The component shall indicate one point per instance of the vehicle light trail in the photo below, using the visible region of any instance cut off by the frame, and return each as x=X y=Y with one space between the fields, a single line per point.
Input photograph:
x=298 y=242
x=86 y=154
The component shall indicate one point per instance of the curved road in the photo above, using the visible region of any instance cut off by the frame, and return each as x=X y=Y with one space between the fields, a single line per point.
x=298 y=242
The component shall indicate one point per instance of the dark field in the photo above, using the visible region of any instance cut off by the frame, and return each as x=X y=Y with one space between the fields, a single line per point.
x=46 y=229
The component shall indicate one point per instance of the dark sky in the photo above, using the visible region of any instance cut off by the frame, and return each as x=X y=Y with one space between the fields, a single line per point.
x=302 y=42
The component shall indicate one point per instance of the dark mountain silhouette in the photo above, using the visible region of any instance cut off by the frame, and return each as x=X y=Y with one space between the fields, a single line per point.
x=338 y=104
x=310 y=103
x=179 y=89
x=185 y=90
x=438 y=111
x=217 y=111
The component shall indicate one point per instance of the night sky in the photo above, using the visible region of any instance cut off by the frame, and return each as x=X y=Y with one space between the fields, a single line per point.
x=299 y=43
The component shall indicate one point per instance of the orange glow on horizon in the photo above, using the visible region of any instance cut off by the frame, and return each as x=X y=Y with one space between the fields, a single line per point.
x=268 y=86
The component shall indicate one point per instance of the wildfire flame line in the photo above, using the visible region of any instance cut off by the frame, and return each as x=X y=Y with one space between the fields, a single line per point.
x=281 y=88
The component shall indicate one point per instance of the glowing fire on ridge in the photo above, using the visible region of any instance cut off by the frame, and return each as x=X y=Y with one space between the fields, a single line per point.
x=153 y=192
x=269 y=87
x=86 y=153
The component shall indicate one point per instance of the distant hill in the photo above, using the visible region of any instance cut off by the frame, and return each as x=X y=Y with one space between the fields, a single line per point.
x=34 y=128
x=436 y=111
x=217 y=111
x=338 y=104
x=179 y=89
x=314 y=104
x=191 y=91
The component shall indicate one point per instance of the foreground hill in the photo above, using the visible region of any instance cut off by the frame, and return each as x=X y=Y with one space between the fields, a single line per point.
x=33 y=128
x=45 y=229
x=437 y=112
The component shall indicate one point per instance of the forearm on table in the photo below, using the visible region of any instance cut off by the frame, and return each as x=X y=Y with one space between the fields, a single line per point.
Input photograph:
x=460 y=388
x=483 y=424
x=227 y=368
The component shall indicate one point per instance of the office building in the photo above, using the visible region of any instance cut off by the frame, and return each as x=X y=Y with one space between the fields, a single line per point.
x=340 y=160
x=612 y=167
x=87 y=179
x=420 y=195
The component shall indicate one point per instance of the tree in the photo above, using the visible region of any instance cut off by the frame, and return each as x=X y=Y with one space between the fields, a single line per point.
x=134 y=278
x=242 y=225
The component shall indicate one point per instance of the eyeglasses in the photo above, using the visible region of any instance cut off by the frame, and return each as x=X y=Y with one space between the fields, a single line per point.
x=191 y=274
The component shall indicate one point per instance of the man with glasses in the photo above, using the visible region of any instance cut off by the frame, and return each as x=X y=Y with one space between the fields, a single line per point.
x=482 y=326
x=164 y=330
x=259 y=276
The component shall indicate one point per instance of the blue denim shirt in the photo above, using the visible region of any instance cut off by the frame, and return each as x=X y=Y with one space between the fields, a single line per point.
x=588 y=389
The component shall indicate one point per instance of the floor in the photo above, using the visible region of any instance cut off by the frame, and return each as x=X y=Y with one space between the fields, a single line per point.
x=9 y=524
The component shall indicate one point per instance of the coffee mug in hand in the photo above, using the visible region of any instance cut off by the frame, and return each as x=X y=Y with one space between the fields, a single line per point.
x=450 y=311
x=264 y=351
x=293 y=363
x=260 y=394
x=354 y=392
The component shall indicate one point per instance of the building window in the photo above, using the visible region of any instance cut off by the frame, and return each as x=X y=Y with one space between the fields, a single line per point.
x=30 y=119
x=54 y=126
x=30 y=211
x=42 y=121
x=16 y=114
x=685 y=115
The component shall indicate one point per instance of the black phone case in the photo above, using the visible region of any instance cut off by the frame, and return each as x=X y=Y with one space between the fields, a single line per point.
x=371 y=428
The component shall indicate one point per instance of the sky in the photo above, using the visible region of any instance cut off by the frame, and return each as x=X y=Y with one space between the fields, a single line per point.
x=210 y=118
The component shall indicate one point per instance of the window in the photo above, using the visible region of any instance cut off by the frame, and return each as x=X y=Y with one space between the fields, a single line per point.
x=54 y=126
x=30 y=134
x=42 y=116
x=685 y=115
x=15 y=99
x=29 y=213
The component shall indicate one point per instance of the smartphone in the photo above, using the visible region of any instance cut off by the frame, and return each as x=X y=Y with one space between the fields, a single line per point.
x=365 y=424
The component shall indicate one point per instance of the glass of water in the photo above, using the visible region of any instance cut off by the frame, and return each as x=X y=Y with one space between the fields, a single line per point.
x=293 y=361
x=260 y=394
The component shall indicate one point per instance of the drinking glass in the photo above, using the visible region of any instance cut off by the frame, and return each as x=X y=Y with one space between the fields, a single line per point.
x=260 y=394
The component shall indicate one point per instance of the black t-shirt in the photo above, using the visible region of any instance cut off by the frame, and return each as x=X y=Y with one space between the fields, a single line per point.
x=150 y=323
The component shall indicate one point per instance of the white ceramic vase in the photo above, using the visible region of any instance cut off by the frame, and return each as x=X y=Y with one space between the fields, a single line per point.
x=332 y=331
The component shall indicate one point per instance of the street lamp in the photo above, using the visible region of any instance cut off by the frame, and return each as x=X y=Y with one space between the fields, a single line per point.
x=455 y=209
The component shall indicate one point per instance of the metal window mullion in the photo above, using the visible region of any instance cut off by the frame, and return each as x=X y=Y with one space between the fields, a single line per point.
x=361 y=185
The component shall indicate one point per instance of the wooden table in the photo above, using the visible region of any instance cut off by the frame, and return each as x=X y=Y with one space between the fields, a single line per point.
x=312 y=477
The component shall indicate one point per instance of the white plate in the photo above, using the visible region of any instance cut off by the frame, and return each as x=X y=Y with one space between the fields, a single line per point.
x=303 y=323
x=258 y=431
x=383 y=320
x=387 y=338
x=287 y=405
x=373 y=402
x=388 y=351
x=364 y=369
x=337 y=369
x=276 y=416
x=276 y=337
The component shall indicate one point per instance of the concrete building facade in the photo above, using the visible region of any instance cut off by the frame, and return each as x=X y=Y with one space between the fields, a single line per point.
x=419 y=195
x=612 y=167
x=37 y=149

────────────────────

WHAT THE TASK REQUIRES: Restate the material exactly, from its opening line to its closing one.

YOUR SOLUTION:
The component shall indicate one point per instance of the vehicle light trail in the photo below, using the visible region of any instance cut off by the frame, and return each as x=X y=Y with one space between the fields, a single line per point.
Input photograph:
x=298 y=242
x=86 y=154
The component shall indicate one point per instance of the curved road in the photo above, using the visible region of any instance cut off by the frame, and return each as x=X y=Y with one space between the fields, a single line per point.
x=298 y=242
The component shall indicate one point per instance of the dark field in the photo above, using the visible region of any instance cut off by the frame, and return each as x=X y=Y with one space between the fields, a single line per point.
x=46 y=229
The component shall indicate one point per instance of the dark sky in the photo above, using the visible region of any instance cut off by the frame, and return each as x=X y=Y with one space between the fields, a single line per point.
x=302 y=42
The component shall indicate one point per instance of the dark mountain silhouette in the photo above, using the visible region of any instance cut off by the frame, and return each as x=X y=Y with one space between the fields, a single line per point.
x=338 y=104
x=310 y=103
x=179 y=89
x=185 y=90
x=438 y=111
x=217 y=111
The component shall indicate one point per instance of the night sky in the photo above, using the visible region of any instance cut off by the frame, and return each as x=X y=Y with one space between the fields, a single line per point.
x=299 y=43
The component shall indicate one point per instance of the orange glow on horizon in the photo above, using the visible region of any instance cut off by the frame, and return each as x=X y=Y with one space between the fields, a single line per point.
x=268 y=86
The component shall indicate one point per instance of the wildfire flame line in the photo above, using the visible region of any instance cut off by the frame, and return each as x=X y=Y with one space between the fields, a single line per point.
x=281 y=88
The component shall indicate one point per instance of the glowing fire on ridge in the photo above, using the visible region of any instance cut off by the frame, and return each as x=X y=Y with one space between the fields, a single line per point.
x=153 y=192
x=269 y=87
x=86 y=153
The component shall indicate one point per instance of the distant hill in the photo above, using the visible region of any instance cut off by the frame, and return each as x=X y=Y with one space between the fields, a single line per point.
x=34 y=128
x=436 y=111
x=217 y=111
x=338 y=104
x=179 y=89
x=314 y=104
x=191 y=91
The component shall indicate one point per instance of the foreground hill in the photo above, using the visible region of any instance cut off by the frame, and return each as x=X y=Y with one space between the fields, a single line per point.
x=33 y=128
x=45 y=229
x=437 y=112
The component shall indicate one point per instance of the forearm on table in the photo below, using the visible region of any instance cut off by the frame, and return each as x=X y=Y with one space between the fields, a single line per point.
Input photograph:
x=460 y=388
x=483 y=424
x=227 y=368
The component shall indicate one point per instance of the office building in the photo above, using the visible region of any instance cut off by the frame, and return each as x=X y=Y with one space between the fields, a single line per point.
x=340 y=160
x=612 y=167
x=87 y=179
x=420 y=195
The component shall indicate one point per instance of the tree in the photo above, using the visible region of any instance cut off by the frame, and return each as x=X y=Y with one space between the fields, a single line per point.
x=134 y=278
x=242 y=225
The component shall indicate one point per instance of the eyeglasses in the photo above, using the visible region of any instance cut off by the frame, and return each as x=X y=Y with one space between the fields, a single line per point.
x=191 y=274
The component shall indicate one point per instance of the man with glasses in the photo above, using the visible region of any instance cut off by the frame, and return each as x=X y=Y with one space between the fields, a single line per point.
x=482 y=326
x=164 y=330
x=259 y=276
The component shall indicate one point per instance of the blue denim shirt in the photo above, using the visible region of any instance cut off by the frame, and return each as x=X y=Y with one space between the fields, a single line per point.
x=588 y=389
The component shall indicate one point per instance of the floor in the photo above, using the visible region of any instance cut off by the frame, and return each as x=X y=Y with one space between the fields, a single line per point.
x=9 y=524
The component shall indicate one point per instance of the coffee mug in hand in the photo above, using the visible region of any instance cut off by the frame, and return each as x=X y=Y with one space between the fields, a single line per point.
x=450 y=311
x=264 y=351
x=293 y=363
x=260 y=394
x=354 y=392
The component shall indicate one point per instance of the building window in the photo above, using the visible region of any instance cut off by the frame, and return each as x=X y=Y with one space between the fields, a single line per point.
x=30 y=119
x=54 y=126
x=30 y=211
x=42 y=121
x=16 y=114
x=685 y=115
The component shall indicate one point per instance of the black phone case in the photo above, using the visible region of any instance cut off by the frame, and return each as x=X y=Y with one space between the fields, a single line per point.
x=371 y=428
The component shall indicate one point per instance of the sky in the photo above, using the visible region of any instance cut off by the frame, and return each as x=X y=Y with one space between the fields, a single line per point.
x=210 y=118
The component shall indicate one point per instance of the window in the photo above, using the visible region of any instance cut off by the frame, and return each as x=X y=Y with one space between the fields, a single line per point.
x=54 y=126
x=30 y=134
x=42 y=116
x=685 y=115
x=15 y=99
x=29 y=213
The component shall indicate one point per instance of the smartphone in the photo above, using the visible region of any instance cut off by the frame, and return each as x=X y=Y with one space between the fields, a single line per point.
x=365 y=424
The component shall indicate one point per instance of the glass of water in the photo above, using the visible region of any instance cut off by the frame, and return each as x=X y=Y with one space between the fields, a single line per point.
x=293 y=361
x=260 y=394
The component shall indicate one point per instance of the drinking glass in the photo above, using the visible region of any instance cut off by the frame, and return each as x=X y=Y with one space between the fields, a single line per point.
x=260 y=394
The component shall indicate one point per instance of the black t-shirt in the photo above, using the visible region of any instance cut off by the frame, and return each as x=X y=Y with one space between the fields, a single line per point.
x=150 y=323
The component shall indicate one point per instance of the white ceramic vase in the photo above, using the visible region of any instance cut off by the frame, and return each as x=X y=Y with one space between the fields, a single line per point.
x=332 y=331
The component shall indicate one point per instance of the street lamp in the photo above, using the visible region of any instance cut off by the frame, and return each as x=X y=Y with one space between the fields, a single line per point.
x=455 y=209
The component shall indicate one point per instance of the metal window mullion in the photo above, using the visible region of any instance cut off by the frame, and return each as x=X y=Y with one space between the fields, a single line per point.
x=361 y=185
The component shall indicate one point per instance of the wooden table in the photo above, using the visible region of any instance cut off by the frame, and return each as x=X y=Y with one space between the fields, a single line per point.
x=312 y=477
The component shall indicate one point per instance of the white plate in the photo above, using the visible region of any instance cut off by the frame, and return each as x=X y=Y with one space between the fields, a single line per point.
x=303 y=323
x=258 y=431
x=383 y=320
x=387 y=338
x=287 y=405
x=373 y=402
x=388 y=351
x=364 y=369
x=337 y=369
x=276 y=416
x=276 y=337
The component shall indicate one point per instance of the concrete building facade in the photo above, using the visible region of any instance cut off by the frame, and return each as x=X y=Y with one space between the fields, a single line per point.
x=419 y=195
x=612 y=167
x=37 y=149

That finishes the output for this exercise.